## Records for processing
=-=-=-=-=
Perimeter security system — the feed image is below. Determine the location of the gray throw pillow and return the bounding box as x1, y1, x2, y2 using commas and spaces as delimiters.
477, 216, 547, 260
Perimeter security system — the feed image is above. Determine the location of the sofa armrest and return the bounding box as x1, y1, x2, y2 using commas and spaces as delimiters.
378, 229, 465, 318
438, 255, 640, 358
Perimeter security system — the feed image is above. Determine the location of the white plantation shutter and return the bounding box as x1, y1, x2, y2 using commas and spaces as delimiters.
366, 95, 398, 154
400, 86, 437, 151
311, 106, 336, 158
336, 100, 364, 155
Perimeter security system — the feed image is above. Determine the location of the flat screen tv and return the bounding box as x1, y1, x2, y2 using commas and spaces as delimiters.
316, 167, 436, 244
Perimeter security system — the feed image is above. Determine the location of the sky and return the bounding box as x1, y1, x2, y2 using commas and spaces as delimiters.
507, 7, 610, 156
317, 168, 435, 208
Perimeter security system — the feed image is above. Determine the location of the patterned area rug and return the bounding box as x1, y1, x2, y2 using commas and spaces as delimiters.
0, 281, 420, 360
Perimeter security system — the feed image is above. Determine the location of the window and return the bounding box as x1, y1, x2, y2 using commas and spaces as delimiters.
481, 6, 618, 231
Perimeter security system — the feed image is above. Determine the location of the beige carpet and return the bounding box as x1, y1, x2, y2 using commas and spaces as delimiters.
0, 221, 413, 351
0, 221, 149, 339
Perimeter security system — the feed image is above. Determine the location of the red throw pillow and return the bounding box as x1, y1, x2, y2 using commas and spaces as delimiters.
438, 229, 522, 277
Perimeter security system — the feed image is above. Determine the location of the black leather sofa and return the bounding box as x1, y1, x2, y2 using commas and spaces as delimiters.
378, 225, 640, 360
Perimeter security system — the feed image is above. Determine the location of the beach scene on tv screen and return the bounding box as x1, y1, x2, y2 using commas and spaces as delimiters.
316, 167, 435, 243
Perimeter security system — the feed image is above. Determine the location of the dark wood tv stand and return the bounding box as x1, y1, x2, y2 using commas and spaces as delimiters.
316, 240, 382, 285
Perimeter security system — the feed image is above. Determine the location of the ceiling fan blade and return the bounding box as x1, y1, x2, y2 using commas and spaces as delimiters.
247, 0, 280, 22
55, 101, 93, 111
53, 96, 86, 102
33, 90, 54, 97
=-=-=-=-=
## What the exercise asks
Copy out the part of the material that opens with the line containing "the red throw" and closes with the line containing "316, 167, 435, 243", keeping the requests unchanged. In the answers, scale every bounding-box coordinate by 2.35 and round it to a whole number, with halves rounding up.

## Problem solution
Perimeter security system — the feed image is above. Determine the location of the red throw pillow and return the bounding box as x1, y1, x2, y2 using commas and spaces as delimiters.
1029, 538, 1227, 651
Perimeter security system — the feed image is above. Determine the location of the black leather sofa and return the bounding box as x1, y1, x2, y2 using commas and spaces as delimiters.
888, 529, 1504, 846
Perimeter security system — the feed image is above. Determine the location of the beach scene on tv screen and return the bounding box as x1, y1, x2, y2 using commas and spaces as delimiters.
743, 392, 1022, 571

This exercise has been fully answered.